STATED EXERCISE → Print the rows that start at the line containing "Presence check — tree trunk." and end at the line containing "[366,258,600,313]", both included, keeping every character unchanged.

Stored items
++++
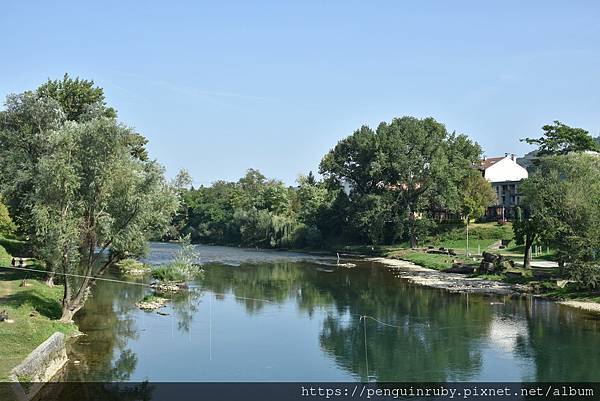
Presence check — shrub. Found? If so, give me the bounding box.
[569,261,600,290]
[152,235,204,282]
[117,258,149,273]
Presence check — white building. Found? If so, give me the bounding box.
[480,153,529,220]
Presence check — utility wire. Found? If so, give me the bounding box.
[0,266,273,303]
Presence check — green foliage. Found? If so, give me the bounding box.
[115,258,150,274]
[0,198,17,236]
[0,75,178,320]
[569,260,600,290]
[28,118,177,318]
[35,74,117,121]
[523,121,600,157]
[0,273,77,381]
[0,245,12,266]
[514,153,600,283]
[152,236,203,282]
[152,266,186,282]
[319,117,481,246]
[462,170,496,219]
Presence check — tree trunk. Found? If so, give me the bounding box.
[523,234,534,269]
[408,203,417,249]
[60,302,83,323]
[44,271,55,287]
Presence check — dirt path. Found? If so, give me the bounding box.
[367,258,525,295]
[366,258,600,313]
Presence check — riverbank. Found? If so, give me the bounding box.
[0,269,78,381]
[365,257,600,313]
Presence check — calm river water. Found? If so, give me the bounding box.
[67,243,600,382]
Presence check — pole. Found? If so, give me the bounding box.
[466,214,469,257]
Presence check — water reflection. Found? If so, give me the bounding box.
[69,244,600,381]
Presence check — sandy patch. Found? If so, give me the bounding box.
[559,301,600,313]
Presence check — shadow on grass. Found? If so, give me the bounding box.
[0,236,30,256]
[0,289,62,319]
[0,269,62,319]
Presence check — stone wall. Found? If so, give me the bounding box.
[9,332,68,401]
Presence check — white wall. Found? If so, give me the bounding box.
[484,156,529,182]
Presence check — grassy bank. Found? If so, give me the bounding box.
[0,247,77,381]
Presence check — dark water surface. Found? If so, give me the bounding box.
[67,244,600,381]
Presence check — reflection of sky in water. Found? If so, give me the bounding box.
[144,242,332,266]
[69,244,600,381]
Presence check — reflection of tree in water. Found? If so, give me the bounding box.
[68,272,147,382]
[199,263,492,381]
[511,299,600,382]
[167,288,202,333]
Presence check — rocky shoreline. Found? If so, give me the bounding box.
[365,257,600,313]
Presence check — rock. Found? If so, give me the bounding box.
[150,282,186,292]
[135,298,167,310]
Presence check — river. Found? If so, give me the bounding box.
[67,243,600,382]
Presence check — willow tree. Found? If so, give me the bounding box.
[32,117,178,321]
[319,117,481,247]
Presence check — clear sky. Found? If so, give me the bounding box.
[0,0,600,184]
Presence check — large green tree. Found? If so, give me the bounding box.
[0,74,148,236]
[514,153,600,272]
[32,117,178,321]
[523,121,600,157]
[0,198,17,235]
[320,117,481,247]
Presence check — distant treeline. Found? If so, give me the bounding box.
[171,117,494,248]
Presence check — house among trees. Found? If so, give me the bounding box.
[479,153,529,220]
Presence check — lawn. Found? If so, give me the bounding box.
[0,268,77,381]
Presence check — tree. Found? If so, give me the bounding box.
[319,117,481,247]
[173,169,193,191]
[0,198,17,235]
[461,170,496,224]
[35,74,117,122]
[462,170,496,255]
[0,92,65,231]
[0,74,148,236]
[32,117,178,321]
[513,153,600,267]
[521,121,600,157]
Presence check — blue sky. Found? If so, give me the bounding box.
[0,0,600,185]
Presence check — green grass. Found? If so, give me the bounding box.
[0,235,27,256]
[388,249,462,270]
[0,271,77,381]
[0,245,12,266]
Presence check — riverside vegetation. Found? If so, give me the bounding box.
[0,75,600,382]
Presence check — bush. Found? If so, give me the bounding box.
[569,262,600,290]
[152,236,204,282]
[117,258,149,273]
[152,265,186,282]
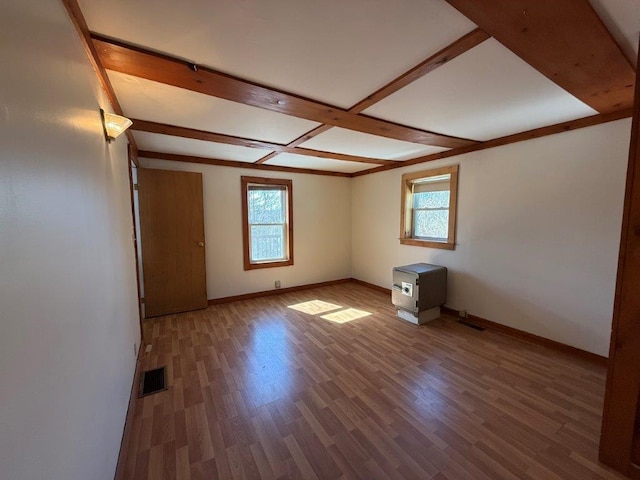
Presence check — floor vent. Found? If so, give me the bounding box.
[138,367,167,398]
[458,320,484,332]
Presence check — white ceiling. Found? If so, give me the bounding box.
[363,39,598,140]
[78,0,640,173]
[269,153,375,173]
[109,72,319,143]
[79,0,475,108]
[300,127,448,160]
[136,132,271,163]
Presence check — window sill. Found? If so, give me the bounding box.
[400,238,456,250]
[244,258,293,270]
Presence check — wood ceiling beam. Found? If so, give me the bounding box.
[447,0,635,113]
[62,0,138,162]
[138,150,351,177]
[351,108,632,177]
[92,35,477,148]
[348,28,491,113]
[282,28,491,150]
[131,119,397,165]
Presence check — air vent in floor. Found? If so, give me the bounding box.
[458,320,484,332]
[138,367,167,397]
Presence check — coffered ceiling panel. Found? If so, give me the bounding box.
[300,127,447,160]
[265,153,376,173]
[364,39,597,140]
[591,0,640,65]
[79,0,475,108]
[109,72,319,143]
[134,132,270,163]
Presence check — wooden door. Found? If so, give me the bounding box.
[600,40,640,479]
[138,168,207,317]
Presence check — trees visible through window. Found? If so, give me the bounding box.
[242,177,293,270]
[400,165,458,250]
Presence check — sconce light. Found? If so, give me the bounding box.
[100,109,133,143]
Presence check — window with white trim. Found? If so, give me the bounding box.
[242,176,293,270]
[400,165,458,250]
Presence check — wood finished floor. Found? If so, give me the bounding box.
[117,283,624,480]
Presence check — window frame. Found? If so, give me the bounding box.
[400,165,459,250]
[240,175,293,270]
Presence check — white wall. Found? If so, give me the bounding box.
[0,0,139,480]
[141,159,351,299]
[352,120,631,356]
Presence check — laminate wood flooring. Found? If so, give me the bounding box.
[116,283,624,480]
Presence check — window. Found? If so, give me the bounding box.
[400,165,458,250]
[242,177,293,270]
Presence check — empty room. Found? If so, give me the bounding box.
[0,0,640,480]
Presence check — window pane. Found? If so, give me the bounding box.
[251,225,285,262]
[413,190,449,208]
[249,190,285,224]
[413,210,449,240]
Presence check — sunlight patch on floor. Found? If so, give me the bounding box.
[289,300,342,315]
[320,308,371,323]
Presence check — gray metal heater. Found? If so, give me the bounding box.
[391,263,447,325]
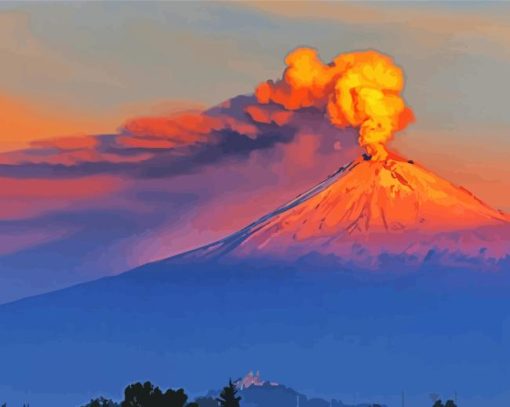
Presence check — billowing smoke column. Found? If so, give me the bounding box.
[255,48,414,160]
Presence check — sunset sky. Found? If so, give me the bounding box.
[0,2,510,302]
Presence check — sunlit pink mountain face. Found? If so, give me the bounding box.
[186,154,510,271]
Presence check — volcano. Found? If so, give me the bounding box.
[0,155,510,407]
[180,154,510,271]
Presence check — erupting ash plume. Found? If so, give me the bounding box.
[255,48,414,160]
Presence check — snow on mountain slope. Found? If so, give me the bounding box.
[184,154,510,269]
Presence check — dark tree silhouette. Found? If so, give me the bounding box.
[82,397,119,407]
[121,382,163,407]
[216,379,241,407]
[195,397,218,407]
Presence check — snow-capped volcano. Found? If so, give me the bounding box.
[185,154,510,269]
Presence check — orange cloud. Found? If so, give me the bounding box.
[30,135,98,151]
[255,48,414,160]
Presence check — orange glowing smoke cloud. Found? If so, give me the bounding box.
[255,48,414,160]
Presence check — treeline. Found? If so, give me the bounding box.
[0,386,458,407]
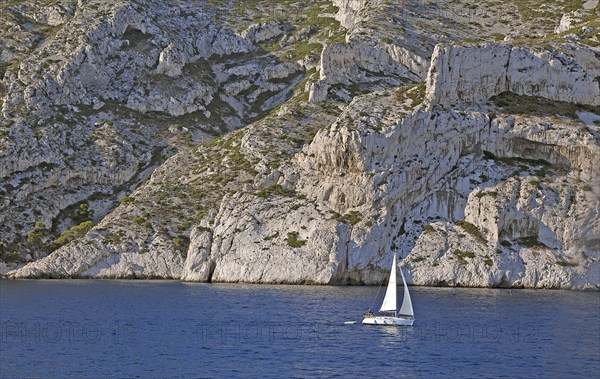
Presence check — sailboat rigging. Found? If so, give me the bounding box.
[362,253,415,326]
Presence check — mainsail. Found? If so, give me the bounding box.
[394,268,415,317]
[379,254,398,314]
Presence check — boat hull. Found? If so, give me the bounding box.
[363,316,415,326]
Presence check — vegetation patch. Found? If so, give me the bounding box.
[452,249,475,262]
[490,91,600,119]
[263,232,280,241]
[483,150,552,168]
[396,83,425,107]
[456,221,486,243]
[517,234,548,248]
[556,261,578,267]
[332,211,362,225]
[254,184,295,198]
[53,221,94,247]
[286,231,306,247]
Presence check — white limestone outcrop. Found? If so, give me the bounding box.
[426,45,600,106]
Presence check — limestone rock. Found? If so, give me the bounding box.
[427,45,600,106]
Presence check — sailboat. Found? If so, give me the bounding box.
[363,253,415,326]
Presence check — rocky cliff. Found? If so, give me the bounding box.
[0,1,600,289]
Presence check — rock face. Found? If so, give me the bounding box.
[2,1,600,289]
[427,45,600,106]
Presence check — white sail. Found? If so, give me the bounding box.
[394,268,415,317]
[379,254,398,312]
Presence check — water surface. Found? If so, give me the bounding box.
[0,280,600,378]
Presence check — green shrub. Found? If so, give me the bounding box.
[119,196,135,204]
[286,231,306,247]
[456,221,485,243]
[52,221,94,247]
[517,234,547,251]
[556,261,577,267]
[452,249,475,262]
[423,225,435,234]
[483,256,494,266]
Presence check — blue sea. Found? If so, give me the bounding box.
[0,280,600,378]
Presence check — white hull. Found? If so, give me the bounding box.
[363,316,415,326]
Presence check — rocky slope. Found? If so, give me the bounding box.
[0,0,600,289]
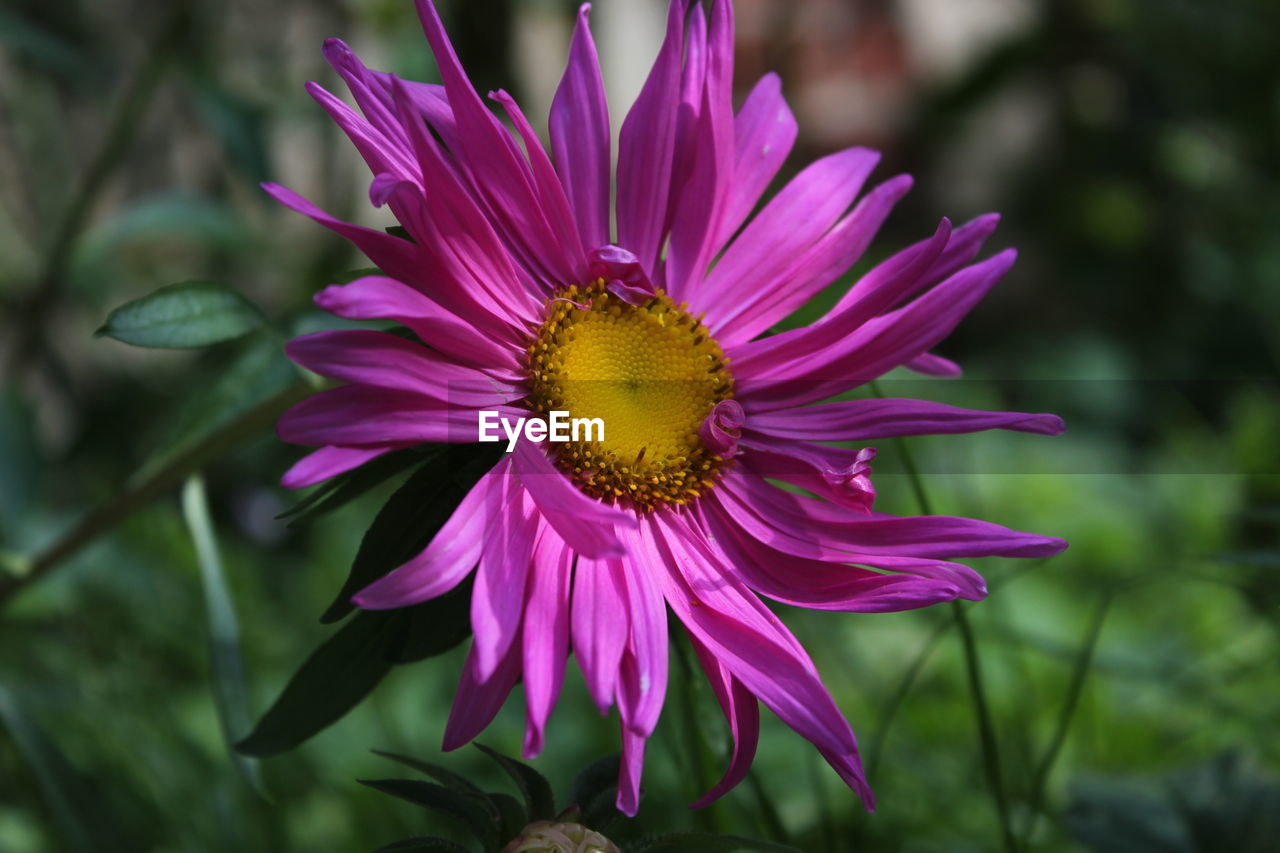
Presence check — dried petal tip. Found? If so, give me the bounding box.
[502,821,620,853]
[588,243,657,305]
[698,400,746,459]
++++
TASK RESPONSE →
Presence check — tree trunk. Found? If so, give me the bounding box.
[523,234,534,269]
[408,203,417,249]
[60,302,83,323]
[44,271,55,287]
Presence check — dirt path. Found? If so, give me the bounding box.
[367,258,525,295]
[366,258,600,313]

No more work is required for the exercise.